Tasks for this exercise:
**A.** In the reading notes, in what format was Clouds of Witness listened to, and when?
**B.** Copy the reading notes starting with "And so here" and going on through "long drive home.", replacing "holiday" with "vacation".

Passage given:

>>

And so here I am, writing more about it than all the books I actually enjoyed because it feels like an unsolved problem. I don’t recommend it, but I will keep thinking on it, at least until I come to conclusions I am somewhat settled with. I am, perversely, glad I read it while on holiday. I don’t think I’d have finished it at home, and I am better off for having the whole of it to pick at, whatever my feelings on it.

Eleventh, Clouds of Witness by Dorothy L. Sayers, as another audiobook on the long drive home.

I haven’t a great deal to say about this different from Whose Body?, to be honest. The production was by the same people, the voices remained fantastic, and it felt like it captured well what I enjoy about the tone of Sayers’ work.

The fun part, however, came back to experiencing it in the landscape and space. It’s a novel with a fair amount of travel, up and down between Yorkshire and London, over to Paris and indeed to America and back, and so there was a pleasing sympathy to listening to it on a drive.

<<

Data supplied:
>>

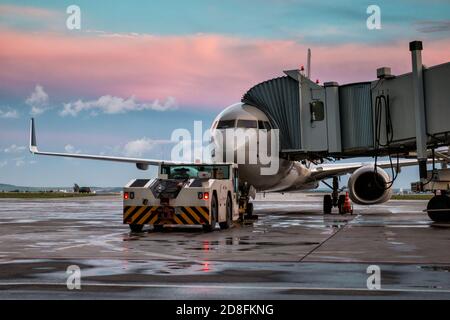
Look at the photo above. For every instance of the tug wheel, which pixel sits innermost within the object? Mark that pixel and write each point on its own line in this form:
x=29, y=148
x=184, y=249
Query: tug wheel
x=441, y=203
x=214, y=210
x=327, y=204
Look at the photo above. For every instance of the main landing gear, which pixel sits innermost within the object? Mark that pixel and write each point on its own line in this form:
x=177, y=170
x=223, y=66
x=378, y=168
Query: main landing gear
x=335, y=200
x=438, y=207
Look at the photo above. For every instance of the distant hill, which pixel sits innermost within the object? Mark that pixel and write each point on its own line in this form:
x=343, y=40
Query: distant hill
x=10, y=187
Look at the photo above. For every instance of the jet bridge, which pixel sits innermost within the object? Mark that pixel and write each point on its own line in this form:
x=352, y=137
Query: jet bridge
x=390, y=115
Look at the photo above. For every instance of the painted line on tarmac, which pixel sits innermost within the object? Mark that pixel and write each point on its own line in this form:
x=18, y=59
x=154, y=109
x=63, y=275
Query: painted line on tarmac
x=194, y=286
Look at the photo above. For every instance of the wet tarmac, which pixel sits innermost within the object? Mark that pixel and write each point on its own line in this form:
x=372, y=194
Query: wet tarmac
x=292, y=251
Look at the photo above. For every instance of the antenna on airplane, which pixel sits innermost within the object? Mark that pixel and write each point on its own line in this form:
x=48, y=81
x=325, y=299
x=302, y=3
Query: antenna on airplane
x=308, y=64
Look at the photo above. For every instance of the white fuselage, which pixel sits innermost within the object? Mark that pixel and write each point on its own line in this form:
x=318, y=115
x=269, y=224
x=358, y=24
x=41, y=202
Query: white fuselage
x=241, y=118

<<

Answers:
**A.** As an audiobook on the long drive home.

**B.**
And so here I am, writing more about it than all the books I actually enjoyed because it feels like an unsolved problem. I don’t recommend it, but I will keep thinking on it, at least until I come to conclusions I am somewhat settled with. I am, perversely, glad I read it while on vacation. I don’t think I’d have finished it at home, and I am better off for having the whole of it to pick at, whatever my feelings on it.

Eleventh, Clouds of Witness by Dorothy L. Sayers, as another audiobook on the long drive home.